Pull out every line of the data below that contains the word "black", and copy each of those lines in full.

## BEGIN ENTRIES PROVIDED

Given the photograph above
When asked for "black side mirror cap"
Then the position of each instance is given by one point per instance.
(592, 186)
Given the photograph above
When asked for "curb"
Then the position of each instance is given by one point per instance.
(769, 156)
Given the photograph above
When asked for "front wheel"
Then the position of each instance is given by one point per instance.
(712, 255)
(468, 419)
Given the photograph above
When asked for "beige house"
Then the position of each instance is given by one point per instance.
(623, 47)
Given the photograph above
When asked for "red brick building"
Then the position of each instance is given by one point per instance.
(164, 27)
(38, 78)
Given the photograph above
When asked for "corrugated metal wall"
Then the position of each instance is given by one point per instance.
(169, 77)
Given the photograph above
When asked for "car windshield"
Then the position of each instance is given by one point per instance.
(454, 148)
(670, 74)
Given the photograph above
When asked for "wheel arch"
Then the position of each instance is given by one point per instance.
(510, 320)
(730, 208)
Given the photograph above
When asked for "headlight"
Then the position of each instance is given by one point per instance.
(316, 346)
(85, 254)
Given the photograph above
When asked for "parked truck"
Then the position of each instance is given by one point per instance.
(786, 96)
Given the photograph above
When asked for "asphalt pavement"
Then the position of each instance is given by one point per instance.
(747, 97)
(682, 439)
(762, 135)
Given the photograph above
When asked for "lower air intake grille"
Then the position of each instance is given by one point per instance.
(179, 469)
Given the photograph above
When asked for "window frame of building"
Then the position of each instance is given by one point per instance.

## END ENTRIES PROVIDED
## BEGIN ENTRIES PROVIDED

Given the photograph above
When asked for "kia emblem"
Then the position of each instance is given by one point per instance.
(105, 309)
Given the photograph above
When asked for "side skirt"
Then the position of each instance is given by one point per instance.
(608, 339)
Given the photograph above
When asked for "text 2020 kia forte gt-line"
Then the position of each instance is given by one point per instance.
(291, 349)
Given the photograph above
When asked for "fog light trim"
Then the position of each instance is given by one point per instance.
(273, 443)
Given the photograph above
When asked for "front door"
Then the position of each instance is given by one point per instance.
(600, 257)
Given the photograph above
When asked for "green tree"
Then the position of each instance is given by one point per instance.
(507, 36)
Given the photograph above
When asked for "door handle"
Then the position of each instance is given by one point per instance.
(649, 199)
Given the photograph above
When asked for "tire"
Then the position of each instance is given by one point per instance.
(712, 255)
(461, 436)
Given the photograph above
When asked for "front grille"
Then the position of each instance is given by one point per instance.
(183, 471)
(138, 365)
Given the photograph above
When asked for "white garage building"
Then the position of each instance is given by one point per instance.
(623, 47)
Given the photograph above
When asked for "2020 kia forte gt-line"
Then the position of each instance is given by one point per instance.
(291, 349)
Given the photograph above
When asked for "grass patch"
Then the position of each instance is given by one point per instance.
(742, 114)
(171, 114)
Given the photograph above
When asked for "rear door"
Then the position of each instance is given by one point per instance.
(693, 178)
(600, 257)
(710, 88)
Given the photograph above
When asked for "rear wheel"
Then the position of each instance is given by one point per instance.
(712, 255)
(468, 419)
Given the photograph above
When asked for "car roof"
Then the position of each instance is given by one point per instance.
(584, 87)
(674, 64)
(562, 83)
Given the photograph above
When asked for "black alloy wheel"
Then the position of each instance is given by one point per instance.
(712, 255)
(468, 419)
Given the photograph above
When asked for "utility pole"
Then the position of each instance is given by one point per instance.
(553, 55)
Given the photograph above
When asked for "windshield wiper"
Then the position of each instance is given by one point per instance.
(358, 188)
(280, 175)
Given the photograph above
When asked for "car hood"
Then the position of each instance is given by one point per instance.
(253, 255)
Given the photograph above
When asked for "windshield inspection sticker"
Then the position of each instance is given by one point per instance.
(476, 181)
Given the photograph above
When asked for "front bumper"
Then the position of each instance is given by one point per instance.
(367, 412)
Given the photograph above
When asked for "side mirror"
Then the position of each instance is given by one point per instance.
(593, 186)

## END ENTRIES PROVIDED

> REPLY:
When asked for "black side mirror cap"
When asked for "black alloy wheel"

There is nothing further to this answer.